= Task item =
Lines below that hold the word "coat" must be copied in full.

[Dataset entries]
==============================

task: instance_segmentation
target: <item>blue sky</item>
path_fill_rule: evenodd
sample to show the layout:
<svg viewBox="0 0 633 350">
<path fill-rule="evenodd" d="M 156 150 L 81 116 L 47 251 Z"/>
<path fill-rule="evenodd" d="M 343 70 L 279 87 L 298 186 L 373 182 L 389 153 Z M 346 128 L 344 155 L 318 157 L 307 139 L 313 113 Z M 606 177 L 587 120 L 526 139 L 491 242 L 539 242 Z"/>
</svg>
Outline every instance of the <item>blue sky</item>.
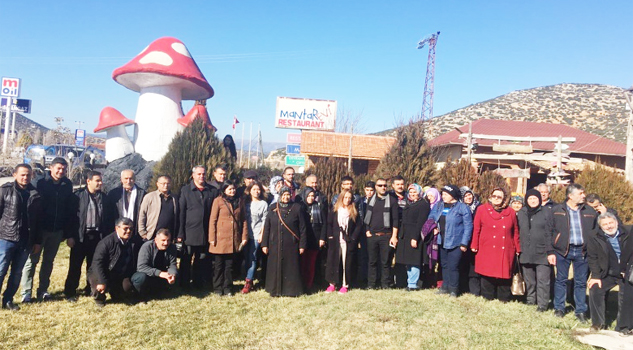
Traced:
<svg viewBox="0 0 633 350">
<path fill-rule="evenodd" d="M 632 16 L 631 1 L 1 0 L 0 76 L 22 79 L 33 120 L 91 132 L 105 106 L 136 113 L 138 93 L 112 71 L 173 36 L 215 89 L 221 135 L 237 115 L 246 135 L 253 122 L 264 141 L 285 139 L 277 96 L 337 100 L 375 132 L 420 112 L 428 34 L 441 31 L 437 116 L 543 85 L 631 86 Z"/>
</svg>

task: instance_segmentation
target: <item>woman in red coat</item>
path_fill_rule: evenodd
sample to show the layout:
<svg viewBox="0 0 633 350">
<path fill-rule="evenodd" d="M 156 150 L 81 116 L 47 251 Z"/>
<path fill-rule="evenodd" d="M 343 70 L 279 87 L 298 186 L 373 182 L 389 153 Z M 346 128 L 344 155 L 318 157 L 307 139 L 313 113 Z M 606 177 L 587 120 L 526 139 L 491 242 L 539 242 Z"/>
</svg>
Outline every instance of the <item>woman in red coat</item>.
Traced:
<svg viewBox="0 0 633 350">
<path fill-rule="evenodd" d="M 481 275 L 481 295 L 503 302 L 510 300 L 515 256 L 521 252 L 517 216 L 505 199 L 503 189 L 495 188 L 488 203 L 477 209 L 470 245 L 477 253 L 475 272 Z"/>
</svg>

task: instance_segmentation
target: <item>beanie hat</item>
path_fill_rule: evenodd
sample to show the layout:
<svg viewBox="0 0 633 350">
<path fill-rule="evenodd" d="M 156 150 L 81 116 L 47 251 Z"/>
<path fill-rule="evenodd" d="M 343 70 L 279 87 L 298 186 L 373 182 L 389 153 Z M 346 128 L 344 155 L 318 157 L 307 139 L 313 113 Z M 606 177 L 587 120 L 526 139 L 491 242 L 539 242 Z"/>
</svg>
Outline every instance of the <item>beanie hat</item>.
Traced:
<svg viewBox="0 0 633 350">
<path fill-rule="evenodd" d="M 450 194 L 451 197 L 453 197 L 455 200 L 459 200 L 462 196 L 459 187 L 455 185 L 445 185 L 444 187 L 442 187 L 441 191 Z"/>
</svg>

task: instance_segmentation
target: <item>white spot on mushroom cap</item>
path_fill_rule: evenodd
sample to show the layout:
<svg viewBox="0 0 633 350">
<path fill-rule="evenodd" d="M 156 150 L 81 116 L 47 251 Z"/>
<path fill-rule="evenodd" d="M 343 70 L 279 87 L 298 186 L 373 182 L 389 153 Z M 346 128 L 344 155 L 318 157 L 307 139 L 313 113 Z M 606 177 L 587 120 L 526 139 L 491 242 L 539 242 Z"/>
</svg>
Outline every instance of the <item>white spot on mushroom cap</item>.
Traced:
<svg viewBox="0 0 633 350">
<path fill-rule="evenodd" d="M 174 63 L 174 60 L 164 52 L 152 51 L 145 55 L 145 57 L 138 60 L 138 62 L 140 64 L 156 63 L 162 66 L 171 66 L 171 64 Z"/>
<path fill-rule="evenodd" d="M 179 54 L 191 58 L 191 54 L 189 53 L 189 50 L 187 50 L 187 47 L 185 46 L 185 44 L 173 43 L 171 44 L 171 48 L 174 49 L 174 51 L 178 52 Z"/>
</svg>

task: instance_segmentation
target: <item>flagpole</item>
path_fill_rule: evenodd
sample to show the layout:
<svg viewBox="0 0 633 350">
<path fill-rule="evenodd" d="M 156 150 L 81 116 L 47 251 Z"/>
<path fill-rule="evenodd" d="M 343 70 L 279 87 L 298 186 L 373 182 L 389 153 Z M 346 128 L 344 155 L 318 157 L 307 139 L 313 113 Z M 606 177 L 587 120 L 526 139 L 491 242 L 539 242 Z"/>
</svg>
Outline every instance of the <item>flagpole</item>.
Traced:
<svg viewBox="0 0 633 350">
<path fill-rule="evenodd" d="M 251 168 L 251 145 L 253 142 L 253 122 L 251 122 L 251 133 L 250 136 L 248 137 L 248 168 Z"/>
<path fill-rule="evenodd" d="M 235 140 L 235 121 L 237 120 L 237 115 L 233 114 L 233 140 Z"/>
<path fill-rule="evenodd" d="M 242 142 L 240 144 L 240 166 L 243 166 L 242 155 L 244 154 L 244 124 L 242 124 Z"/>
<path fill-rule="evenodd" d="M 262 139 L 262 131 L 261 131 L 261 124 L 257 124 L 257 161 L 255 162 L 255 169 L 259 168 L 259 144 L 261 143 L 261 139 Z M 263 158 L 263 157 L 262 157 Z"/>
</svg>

==============================

= Result of this exercise =
target: <item>woman in red coat</item>
Outline every instance of the <item>woman in red coat</item>.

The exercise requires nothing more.